▶ EXCERPT PROVIDED:
::::::

For many patients, cataract surgery does more than improve sight. It restores confidence, independence, and the ability to enjoy daily life.


Is cataract surgery safe for people with diabetes?

Cataract surgery can be safe and effective for people with diabetes, but preparation is important.


Modern cataract surgery is far more advanced than it was many years ago. Small incisions are used, the cloudy lens is removed, and an artificial lens is placed inside the eye. The procedure is usually quick, and recovery is often smooth.


However, people with diabetes need careful assessment before surgery. This is because diabetes may already be affecting other parts of the eye, especially the retina. If diabetic retinopathy or macular swelling is present, the doctor may need to manage those conditions before or around the time of cataract surgery.


Patients may also be advised to improve blood sugar control, manage blood pressure, stop smoking, take medications as prescribed, and follow their doctors’ instructions closely.

Cataract surgery is not only about the eye. For a diabetic patient, it is about preparing the whole body so the eye has the best chance to heal well.

::::::

▶ STUDY MATERIAL:

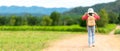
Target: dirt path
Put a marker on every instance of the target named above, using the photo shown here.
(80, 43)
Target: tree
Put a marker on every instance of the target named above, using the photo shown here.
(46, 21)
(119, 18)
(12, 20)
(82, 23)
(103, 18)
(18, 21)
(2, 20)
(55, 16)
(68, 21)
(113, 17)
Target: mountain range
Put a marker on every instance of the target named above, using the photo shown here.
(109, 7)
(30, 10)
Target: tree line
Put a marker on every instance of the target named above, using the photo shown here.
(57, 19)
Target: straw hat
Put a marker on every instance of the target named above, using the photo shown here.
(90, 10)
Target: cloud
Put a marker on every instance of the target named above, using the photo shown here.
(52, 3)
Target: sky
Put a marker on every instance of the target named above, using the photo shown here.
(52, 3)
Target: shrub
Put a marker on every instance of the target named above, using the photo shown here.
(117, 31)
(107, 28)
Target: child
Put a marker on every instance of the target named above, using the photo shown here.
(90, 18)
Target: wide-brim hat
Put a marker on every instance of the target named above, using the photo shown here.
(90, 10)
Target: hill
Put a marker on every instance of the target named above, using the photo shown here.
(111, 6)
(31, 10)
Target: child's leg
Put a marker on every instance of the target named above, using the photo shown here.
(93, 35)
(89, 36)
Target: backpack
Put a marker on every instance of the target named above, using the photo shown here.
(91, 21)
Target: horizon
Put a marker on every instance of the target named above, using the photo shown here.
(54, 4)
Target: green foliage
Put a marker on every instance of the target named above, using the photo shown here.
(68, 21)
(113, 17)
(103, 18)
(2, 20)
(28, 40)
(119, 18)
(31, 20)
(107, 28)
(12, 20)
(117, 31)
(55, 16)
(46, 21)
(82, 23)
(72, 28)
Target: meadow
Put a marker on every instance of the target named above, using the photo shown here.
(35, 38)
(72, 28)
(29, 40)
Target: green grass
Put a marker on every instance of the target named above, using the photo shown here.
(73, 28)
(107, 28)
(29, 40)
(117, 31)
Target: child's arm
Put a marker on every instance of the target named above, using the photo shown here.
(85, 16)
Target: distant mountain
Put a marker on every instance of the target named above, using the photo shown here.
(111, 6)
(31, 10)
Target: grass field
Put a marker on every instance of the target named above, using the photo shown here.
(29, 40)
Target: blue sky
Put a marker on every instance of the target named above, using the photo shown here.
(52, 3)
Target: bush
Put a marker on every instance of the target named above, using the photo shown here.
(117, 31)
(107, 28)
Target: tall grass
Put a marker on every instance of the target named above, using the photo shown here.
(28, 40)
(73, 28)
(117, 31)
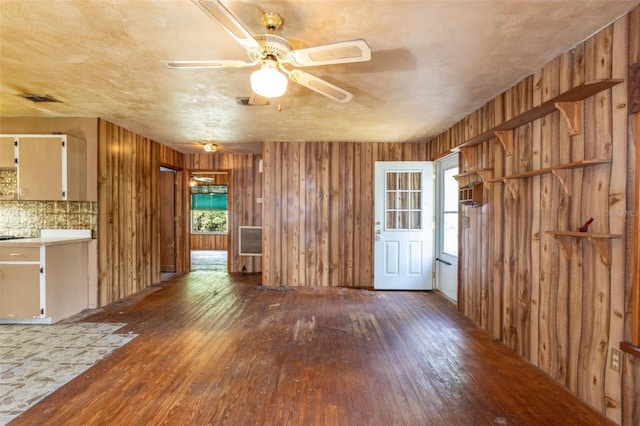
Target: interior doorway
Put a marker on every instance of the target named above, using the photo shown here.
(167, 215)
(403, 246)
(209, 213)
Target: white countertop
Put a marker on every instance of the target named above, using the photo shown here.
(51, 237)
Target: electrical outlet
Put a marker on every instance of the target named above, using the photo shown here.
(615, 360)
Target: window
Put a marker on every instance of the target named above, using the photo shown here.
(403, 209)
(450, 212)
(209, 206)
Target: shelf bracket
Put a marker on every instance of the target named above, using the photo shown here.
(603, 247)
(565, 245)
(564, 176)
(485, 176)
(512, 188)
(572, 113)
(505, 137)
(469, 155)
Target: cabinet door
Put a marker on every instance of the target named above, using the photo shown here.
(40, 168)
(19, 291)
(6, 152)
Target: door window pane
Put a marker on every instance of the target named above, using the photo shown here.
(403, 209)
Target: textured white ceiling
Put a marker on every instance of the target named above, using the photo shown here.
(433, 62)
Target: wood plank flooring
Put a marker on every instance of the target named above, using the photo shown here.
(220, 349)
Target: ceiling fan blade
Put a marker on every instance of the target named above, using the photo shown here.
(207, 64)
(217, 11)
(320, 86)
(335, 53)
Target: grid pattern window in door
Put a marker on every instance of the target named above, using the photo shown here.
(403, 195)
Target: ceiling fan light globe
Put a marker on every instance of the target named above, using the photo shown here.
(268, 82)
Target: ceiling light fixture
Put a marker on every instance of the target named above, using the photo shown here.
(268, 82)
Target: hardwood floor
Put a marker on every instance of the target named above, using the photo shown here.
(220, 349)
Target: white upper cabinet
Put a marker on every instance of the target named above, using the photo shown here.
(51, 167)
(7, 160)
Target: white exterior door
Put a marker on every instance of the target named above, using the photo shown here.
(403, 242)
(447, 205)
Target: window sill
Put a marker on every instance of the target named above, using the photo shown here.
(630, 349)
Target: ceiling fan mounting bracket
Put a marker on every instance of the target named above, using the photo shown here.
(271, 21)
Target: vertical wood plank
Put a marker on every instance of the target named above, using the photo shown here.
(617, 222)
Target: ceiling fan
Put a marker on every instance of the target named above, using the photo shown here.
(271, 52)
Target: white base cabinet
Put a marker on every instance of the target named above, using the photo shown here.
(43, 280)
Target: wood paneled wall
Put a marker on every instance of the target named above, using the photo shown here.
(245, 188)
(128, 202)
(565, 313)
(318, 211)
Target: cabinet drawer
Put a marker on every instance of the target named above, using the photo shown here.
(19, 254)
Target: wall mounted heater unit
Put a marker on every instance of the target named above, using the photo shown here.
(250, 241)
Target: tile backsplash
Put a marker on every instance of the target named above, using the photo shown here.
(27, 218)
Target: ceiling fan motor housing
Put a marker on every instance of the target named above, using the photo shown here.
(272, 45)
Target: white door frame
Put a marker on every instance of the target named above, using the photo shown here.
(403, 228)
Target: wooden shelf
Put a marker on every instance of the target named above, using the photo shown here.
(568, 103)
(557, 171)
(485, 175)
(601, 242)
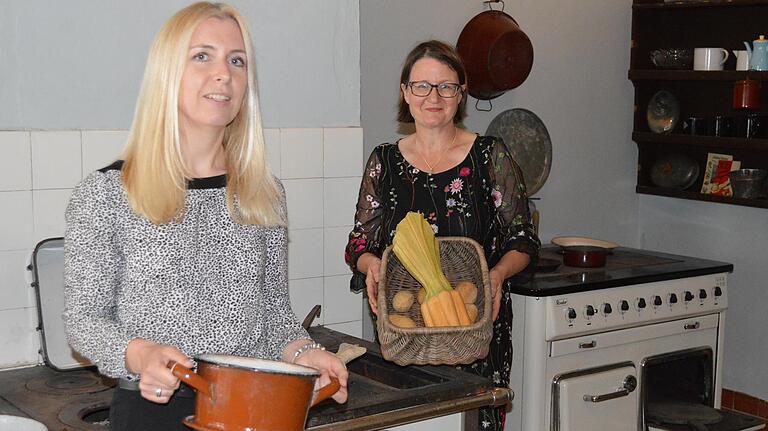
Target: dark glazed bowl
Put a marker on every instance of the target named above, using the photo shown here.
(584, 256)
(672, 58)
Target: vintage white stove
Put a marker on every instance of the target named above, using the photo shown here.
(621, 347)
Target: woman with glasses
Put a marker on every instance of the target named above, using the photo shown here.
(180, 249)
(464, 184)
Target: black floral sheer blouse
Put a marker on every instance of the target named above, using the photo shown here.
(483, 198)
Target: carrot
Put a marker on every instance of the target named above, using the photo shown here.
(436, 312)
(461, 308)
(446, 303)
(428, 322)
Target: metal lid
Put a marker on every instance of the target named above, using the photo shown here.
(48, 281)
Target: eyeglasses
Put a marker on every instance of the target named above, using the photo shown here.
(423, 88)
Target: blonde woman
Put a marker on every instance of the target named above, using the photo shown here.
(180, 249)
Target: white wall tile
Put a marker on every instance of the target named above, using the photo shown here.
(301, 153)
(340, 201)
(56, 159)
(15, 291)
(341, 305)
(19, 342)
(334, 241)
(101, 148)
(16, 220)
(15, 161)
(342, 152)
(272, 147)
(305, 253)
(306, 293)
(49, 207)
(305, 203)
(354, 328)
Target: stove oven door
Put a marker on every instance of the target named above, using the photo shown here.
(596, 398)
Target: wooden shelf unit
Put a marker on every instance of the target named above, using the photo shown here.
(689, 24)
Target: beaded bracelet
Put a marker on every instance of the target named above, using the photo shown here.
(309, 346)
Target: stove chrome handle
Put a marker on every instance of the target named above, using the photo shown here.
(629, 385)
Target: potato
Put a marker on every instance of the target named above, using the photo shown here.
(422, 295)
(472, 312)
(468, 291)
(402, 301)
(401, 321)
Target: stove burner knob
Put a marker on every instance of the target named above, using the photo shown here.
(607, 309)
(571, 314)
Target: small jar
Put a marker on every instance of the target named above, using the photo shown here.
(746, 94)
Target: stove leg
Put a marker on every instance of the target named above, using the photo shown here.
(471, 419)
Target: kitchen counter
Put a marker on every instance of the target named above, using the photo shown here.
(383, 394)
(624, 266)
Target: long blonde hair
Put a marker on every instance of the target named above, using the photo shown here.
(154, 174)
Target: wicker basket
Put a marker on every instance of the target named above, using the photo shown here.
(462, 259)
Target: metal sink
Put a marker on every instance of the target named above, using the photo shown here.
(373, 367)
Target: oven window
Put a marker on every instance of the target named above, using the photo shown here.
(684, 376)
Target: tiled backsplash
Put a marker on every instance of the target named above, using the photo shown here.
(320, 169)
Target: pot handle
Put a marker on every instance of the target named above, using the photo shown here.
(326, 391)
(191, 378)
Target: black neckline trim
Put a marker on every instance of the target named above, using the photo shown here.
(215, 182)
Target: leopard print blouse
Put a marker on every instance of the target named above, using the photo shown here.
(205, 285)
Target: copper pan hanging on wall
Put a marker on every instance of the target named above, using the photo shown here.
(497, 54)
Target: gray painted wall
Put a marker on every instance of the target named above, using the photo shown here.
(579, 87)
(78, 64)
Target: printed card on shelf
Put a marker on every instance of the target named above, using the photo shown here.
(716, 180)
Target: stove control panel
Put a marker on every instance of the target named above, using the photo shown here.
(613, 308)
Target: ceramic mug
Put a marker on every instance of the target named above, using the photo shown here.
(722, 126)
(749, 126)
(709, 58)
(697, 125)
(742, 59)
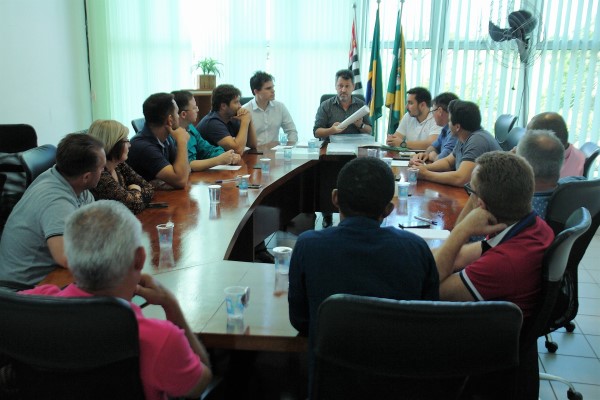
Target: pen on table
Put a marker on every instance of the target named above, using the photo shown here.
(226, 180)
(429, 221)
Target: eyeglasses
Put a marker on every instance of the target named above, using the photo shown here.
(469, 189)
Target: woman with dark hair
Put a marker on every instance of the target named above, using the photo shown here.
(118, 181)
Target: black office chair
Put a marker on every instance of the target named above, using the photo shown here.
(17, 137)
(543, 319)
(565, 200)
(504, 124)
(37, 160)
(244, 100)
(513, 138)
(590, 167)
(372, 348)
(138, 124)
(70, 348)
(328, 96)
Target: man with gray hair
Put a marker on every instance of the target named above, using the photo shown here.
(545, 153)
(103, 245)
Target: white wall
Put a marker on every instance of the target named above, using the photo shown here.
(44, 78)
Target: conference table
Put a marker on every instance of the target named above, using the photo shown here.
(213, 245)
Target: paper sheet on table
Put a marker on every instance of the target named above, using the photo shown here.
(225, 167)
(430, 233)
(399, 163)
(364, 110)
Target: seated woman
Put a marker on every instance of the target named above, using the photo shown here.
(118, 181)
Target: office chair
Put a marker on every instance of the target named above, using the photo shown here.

::::::

▶ YOUR ASSIGNMENT: In the cataract surgery text, what is the Spanish translation of "Cataract surgery can be safe and effective for people with diabetes, but preparation is important."? The lines above come from a different source than the cataract surgery text.

▶ WRITTEN REPLY: La cirugía de cataratas puede ser segura y eficaz para las personas con diabetes, pero la preparación es importante.